--- START OF Provided information ---

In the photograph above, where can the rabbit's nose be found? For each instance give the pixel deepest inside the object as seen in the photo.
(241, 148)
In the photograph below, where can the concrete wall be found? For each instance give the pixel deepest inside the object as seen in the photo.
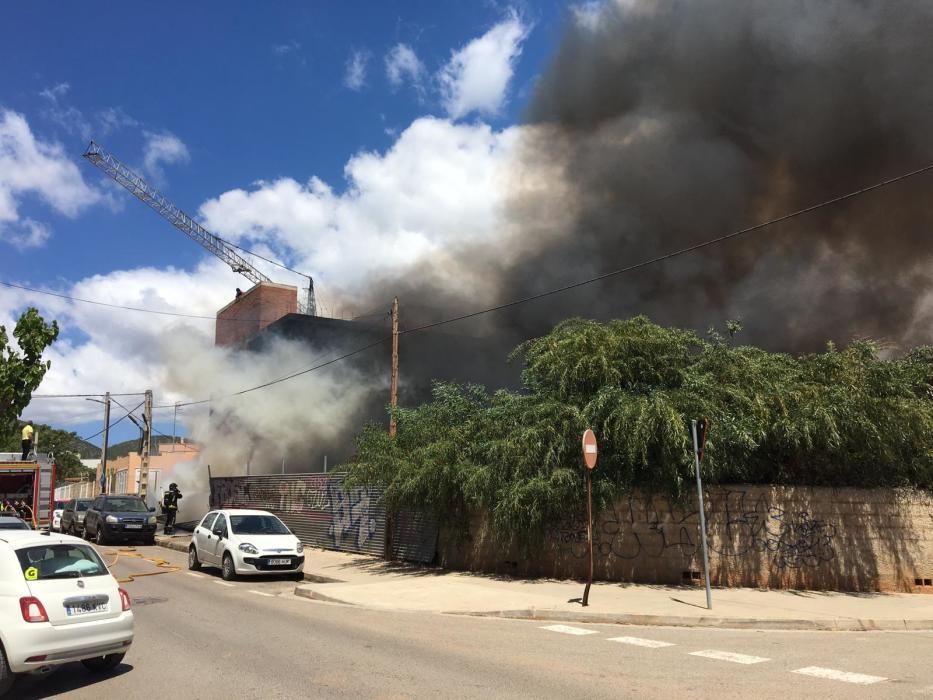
(255, 309)
(759, 536)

--- END OF Provided information ---

— Aim —
Repeat the full listing above exactly, with no pictures in the copy.

— Answer for this exercise —
In the photograph above, where can the rabbit's nose be found? For each instance give the pixel deepest inside the object as seen in the photo.
(241, 148)
In the photograph below, where can the concrete wall be found? For each instance give the pixel deepest inside the object as seen in the photo.
(255, 309)
(759, 536)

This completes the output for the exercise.